GOAL A: Pull out every line of the records below that contains the word "metal".

All of this series is mainly based on the Machine Learning course given by Andrew Ng, which is hosted on cousera.org.
Recommender System
Predicting Movie Rating
Content Based Recommender system
Note: For each movie i, we have some features, with $x^{(i)}_0=1$.
Problem Formulation
Optimization Objective To learn $\theta^{(j)} $ (parameters for user j):
\[\min _{\theta(j)} \frac{1}{2} \sum_{i: r(i, j)=1}\left(\left(\theta^{(j)}\right)^{T} x^{(i)}-y^{(i, j)}\right)^{2}+\frac{\lambda}{2} \sum_{k=1}^{n}\left(\theta_{k}^{(j)}\right)^{2}\]To learn $\theta^{(j)}, \forall j$:
\[\min _{\theta^{(1)}, \ldots, \theta^{\left(n_{u}\right)}} \frac{1}{2} \sum_{j=1}^{n_{u}} \sum_{i: r(i, j)=1}\left(\left(\theta^{(j)}\right)^{T} x^{(i)}-y^{(i, j)}\right)^{2}+\frac{\lambda}{2} \sum_{j=1}^{n_{u}} \sum_{k=1}^{n}\left(\theta_{k}^{(j)}\right)^{2}\]My Thoughts: After we get the $\theta \in R^{n+1}$ for each user, we can try to use PCA to divide the user into a limited number of representative groups: $Group_g,g=1,….,G$. Since for these group, we can have more ratings available, we can get more information about this group, and derive better $\theta$ for each of these group. After this, we find the approximation to $user_j$: which is a linear combination of $Group_g,g=1,….,G$. The r(i,j) is then approximated by the linear combination of the rating for the groups.
Collaborative Filtering
A algorithm which can find which feature to use. After we already get the $\theta$ for the user, based on their ratings on a movie, we can estimate the features of the movie.
Optimization Algorithm
\[\begin{array}{l}{\text { Given } \theta^{(1)}, \ldots, \theta^{\left(n_{u}\right)}, \text { to learn } x^{(i)}:} \\ {\quad \min _{x^{(i)}} \frac{1}{2} \sum_{j: r(i, j)=1}\left(\left(\theta^{(j)}\right)^{T} x^{(i)}-y^{(i, j)}\right)^{2}+\frac{\lambda}{2} \sum_{k=1}^{n}\left(x_{k}^{(i)}\right)^{2}}\end{array}\]Further, we can learn the features $x_{k}$ for all the movies.

GOAL B: Reproduce everything in the recommender system notes above, from "Collaborative Filtering" down to "all the movies.", without changing a word.

GIVEN RECORDS:
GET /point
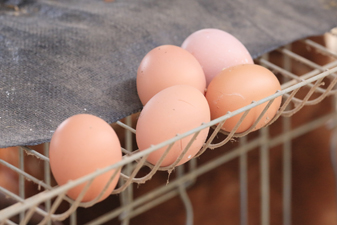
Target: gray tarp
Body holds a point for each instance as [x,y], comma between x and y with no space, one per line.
[60,58]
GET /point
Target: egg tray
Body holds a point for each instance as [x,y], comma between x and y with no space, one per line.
[317,84]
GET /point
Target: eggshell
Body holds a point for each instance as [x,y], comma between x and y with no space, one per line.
[174,110]
[165,66]
[216,50]
[80,145]
[238,86]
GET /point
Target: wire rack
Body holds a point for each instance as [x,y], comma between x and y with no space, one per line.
[314,86]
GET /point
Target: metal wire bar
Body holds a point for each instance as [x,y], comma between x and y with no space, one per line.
[211,138]
[21,178]
[305,99]
[38,155]
[126,126]
[286,172]
[53,209]
[27,217]
[243,184]
[264,171]
[286,125]
[231,134]
[11,195]
[25,175]
[126,196]
[47,175]
[298,79]
[154,202]
[184,197]
[10,222]
[318,99]
[319,47]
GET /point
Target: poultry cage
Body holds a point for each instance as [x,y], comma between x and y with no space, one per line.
[305,84]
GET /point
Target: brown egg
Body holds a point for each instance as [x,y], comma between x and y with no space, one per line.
[174,110]
[236,87]
[80,145]
[166,66]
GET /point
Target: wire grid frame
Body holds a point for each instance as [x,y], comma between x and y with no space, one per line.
[318,83]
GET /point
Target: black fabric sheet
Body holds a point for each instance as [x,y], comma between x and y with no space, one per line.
[60,58]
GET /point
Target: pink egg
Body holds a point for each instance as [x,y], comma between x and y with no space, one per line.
[174,110]
[80,145]
[216,50]
[166,66]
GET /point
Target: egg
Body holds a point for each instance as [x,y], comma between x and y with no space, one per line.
[166,66]
[174,110]
[216,50]
[79,146]
[236,87]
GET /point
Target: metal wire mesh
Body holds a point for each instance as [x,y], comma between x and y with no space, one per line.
[318,84]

EXERCISE RESPONSE A:
Target: metal wire bar
Target: metal wire mesh

EXERCISE RESPONSE B:
Collaborative Filtering
A algorithm which can find which feature to use. After we already get the $\theta$ for the user, based on their ratings on a movie, we can estimate the features of the movie.
Optimization Algorithm
\[\begin{array}{l}{\text { Given } \theta^{(1)}, \ldots, \theta^{\left(n_{u}\right)}, \text { to learn } x^{(i)}:} \\ {\quad \min _{x^{(i)}} \frac{1}{2} \sum_{j: r(i, j)=1}\left(\left(\theta^{(j)}\right)^{T} x^{(i)}-y^{(i, j)}\right)^{2}+\frac{\lambda}{2} \sum_{k=1}^{n}\left(x_{k}^{(i)}\right)^{2}}\end{array}\]Further, we can learn the features $x_{k}$ for all the movies.